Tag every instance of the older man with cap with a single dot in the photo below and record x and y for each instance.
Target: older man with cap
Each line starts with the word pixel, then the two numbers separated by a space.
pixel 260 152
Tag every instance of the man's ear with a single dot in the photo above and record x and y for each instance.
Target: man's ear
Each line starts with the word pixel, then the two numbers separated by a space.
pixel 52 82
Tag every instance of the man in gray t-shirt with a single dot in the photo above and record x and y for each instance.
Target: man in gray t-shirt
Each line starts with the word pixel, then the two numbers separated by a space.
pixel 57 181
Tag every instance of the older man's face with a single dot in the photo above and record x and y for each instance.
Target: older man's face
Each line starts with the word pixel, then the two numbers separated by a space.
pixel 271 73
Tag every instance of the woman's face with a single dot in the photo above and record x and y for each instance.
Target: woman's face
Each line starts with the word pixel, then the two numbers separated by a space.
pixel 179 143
==*==
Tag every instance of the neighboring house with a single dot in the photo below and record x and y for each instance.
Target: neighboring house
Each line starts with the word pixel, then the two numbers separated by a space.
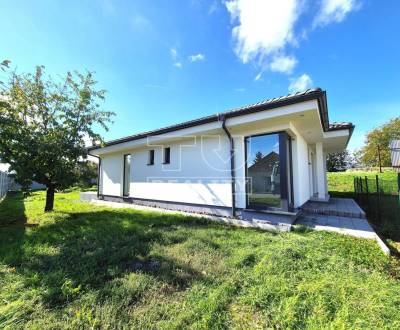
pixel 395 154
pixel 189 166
==*==
◆ Assignment ◆
All that is wanted is the stretch of lines above from the one containing "Tag every instance of the older man with" through the one containing "Target: man's ear", duplicated exactly.

◆ Solution for this task ◆
Tag every instance of the older man with cap with a single dot in the photo below and record x and y for each instance.
Target: older man with cap
Each line starts with the word pixel, then the two numbers separated by a space.
pixel 260 152
Tag every instance of the man's ear with a single dot in the photo above and record x and y for each instance.
Target: man's ear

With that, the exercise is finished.